_RECORDS FOR THIS TASK:_
* Begin *

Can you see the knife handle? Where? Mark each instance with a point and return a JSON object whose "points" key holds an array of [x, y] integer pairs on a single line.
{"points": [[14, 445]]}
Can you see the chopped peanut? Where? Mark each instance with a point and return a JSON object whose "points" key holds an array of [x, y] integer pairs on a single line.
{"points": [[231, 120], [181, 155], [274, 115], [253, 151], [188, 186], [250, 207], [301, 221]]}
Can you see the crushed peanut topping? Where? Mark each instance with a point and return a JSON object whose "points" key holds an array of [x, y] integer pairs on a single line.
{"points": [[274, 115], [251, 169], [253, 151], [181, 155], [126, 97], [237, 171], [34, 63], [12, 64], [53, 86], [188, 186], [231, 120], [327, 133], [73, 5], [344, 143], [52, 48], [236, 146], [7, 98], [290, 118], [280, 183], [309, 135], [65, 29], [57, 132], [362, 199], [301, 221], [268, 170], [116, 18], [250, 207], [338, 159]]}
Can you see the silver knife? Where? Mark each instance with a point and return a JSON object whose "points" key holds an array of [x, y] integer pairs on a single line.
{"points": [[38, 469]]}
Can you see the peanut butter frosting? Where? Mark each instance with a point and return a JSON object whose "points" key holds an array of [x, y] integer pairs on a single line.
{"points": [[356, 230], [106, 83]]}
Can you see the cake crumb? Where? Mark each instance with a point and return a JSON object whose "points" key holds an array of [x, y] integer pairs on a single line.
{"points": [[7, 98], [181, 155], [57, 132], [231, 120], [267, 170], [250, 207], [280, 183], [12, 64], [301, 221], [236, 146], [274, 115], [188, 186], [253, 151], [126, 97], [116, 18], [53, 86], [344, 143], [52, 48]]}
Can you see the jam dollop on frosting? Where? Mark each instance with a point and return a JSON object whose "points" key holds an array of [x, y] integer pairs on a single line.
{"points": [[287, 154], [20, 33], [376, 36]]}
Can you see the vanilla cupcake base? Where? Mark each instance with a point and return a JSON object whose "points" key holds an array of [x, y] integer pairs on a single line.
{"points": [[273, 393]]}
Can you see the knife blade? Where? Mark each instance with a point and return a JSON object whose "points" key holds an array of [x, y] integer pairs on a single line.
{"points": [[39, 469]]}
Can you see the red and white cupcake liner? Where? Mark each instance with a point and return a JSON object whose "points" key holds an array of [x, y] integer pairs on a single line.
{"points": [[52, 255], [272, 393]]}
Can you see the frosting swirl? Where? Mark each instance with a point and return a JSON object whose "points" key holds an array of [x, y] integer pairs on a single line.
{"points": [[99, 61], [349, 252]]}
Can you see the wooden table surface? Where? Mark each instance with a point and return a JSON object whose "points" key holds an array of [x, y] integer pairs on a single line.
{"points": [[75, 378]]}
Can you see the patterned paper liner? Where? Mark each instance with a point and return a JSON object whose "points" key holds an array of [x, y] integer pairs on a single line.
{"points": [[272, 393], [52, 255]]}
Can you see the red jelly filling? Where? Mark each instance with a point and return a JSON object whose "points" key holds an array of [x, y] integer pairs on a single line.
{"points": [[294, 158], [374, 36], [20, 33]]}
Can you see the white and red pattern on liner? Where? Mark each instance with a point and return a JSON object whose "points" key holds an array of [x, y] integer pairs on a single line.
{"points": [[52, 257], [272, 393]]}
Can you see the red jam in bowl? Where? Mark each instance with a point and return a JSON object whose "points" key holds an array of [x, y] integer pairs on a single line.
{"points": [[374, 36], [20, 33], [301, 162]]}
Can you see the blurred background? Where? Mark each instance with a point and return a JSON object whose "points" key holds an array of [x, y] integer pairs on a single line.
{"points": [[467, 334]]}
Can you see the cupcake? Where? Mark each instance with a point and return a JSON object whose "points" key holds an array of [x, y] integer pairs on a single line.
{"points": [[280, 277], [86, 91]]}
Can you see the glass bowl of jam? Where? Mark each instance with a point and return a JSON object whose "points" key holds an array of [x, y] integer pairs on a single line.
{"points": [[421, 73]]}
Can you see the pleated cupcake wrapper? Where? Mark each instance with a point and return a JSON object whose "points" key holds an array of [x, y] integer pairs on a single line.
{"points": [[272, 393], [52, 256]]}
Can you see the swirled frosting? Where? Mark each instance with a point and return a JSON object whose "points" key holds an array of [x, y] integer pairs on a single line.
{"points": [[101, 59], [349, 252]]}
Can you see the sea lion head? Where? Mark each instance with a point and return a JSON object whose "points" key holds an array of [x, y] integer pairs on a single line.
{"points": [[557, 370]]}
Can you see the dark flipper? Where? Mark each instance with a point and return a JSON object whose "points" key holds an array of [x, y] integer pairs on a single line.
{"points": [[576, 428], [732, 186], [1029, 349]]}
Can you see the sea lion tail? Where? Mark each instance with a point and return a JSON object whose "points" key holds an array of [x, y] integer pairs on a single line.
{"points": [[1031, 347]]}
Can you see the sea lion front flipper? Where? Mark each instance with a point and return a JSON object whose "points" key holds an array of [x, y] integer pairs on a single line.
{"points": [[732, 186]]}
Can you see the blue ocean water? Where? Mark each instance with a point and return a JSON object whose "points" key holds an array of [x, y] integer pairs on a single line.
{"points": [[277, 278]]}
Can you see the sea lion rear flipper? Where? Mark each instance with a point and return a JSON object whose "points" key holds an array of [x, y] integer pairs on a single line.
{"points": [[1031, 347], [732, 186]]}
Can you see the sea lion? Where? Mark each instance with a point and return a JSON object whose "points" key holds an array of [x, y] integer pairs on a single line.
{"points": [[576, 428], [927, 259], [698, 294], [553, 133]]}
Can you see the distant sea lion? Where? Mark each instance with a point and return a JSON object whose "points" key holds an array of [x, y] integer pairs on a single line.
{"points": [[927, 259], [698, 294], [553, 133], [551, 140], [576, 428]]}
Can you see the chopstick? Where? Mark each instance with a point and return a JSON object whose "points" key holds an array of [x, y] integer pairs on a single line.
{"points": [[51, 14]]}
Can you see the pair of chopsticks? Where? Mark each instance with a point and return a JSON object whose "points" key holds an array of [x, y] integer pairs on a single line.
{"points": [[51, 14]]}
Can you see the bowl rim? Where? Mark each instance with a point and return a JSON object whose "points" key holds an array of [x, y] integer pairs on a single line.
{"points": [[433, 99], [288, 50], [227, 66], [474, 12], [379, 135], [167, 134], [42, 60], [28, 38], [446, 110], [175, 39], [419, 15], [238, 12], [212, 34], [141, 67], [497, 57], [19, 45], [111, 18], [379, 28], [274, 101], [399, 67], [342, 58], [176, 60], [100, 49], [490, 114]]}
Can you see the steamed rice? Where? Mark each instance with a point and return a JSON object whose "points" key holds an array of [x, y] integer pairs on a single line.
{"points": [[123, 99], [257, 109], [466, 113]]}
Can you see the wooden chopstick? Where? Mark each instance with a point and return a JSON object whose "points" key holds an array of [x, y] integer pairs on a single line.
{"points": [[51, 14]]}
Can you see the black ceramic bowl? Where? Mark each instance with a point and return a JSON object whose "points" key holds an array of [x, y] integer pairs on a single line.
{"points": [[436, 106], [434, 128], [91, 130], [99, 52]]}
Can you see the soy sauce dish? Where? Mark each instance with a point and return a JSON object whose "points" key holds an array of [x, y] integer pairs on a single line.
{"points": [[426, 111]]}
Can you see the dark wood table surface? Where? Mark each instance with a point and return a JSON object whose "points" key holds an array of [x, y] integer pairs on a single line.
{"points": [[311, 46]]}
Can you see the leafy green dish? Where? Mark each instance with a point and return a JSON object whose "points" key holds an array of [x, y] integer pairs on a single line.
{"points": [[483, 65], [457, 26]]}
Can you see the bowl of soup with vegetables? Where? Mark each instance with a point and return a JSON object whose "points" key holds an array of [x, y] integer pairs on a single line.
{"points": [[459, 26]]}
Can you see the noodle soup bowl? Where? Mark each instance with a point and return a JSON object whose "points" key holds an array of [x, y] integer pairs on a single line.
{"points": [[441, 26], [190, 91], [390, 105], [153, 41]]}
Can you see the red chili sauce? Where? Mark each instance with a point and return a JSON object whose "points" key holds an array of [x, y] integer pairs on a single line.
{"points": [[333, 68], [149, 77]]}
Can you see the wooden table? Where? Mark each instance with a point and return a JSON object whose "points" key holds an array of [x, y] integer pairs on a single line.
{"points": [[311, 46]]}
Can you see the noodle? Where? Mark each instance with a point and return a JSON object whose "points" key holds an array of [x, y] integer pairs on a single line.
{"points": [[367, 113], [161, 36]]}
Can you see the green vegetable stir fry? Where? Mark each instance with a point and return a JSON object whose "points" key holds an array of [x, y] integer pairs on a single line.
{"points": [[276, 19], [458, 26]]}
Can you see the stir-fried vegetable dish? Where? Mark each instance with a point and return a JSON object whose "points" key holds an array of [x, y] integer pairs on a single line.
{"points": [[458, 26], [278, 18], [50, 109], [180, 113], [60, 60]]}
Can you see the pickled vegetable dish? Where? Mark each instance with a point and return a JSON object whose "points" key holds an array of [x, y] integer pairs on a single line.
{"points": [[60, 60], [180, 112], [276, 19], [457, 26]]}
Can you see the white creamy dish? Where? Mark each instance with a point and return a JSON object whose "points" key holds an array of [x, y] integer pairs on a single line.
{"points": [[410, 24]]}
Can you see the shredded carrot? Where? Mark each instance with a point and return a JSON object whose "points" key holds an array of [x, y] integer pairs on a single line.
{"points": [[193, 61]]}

* End *

_CHALLENGE:_ Your task is to return, exactly and on their own, the lines from the one containing "Can you see the pickled" through the last line of the listing.

_EXERCISE SOLUTION:_
Can you see the pickled vegetable dish? Where? Mark each instance with a point and return a JSON object whose "points" key holds an array of [x, y] integer pairs on a single line.
{"points": [[60, 60], [180, 112], [276, 19], [457, 26]]}
Can you see the white creamy dish? Where? Mark each instance with a point and return a JSON object whose "points" key holds an array of [x, y] integer pairs on a single line.
{"points": [[410, 24]]}
Can you see the shredded carrot? Where? Mark each instance with a point and return a JSON object whose "points" key holds an array of [x, y] integer pairs on a single line.
{"points": [[193, 61]]}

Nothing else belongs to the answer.